## Task statement
Write out all of the data exactly as it appears.
* * * *
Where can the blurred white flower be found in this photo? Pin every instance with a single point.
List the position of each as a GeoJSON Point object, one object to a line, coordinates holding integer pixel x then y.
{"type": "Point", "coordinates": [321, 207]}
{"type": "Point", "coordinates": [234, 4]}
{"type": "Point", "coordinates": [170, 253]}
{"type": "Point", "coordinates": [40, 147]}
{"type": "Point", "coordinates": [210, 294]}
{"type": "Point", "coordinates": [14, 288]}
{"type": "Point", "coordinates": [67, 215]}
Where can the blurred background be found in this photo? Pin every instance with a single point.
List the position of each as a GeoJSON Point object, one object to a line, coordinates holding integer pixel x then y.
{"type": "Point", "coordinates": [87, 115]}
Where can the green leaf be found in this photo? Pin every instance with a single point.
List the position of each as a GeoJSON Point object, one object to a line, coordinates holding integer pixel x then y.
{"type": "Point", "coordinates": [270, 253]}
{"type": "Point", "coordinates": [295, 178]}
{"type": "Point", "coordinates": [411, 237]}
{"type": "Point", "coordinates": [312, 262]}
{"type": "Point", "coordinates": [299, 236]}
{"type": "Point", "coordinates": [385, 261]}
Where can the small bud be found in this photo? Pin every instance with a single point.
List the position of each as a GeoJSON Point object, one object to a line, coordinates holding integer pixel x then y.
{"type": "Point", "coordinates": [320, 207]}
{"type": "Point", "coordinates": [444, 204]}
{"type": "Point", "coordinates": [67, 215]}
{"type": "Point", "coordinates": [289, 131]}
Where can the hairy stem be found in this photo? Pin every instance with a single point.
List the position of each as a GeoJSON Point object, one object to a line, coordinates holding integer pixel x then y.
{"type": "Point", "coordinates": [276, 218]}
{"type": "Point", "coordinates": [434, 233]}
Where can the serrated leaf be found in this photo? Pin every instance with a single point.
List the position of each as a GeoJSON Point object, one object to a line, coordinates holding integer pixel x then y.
* * * *
## Response area
Where can the blurred white flower be found in this photo? Pin every instance with a single point.
List the position of each as a GeoJSON Point object, one object to a line, coordinates holding integer pixel x then y.
{"type": "Point", "coordinates": [321, 207]}
{"type": "Point", "coordinates": [234, 4]}
{"type": "Point", "coordinates": [170, 253]}
{"type": "Point", "coordinates": [40, 147]}
{"type": "Point", "coordinates": [210, 294]}
{"type": "Point", "coordinates": [14, 288]}
{"type": "Point", "coordinates": [67, 215]}
Where can the blurred background be found in this photo? Pin every instance with a single point.
List the position of each as a GeoJSON Point object, one object to a line, coordinates holding integer pixel x then y.
{"type": "Point", "coordinates": [87, 115]}
Where can the green leaf be found in this photo? Pin every instance with a single point.
List the position of each as a GeoJSON Point object, one object to a line, coordinates holding integer pixel x then y.
{"type": "Point", "coordinates": [270, 253]}
{"type": "Point", "coordinates": [295, 178]}
{"type": "Point", "coordinates": [411, 237]}
{"type": "Point", "coordinates": [312, 262]}
{"type": "Point", "coordinates": [299, 236]}
{"type": "Point", "coordinates": [385, 261]}
Where can the small bud be found in this photo? Pin every instance with a single point.
List the position of each as a GeoJSON Point object, one object to a line, coordinates holding integer pixel x then y.
{"type": "Point", "coordinates": [320, 207]}
{"type": "Point", "coordinates": [444, 204]}
{"type": "Point", "coordinates": [67, 215]}
{"type": "Point", "coordinates": [289, 131]}
Where can the hairy stem be found in this photo? Pin every instance with a single point.
List the position of each as a GeoJSON Point object, one object to a line, coordinates holding integer pixel x then y.
{"type": "Point", "coordinates": [276, 218]}
{"type": "Point", "coordinates": [434, 233]}
Where can the serrated leaf be found in this photo? Pin every instance with a single point.
List the position of each as a GeoJSON Point object, one object to a line, coordinates holding integer pixel x then y.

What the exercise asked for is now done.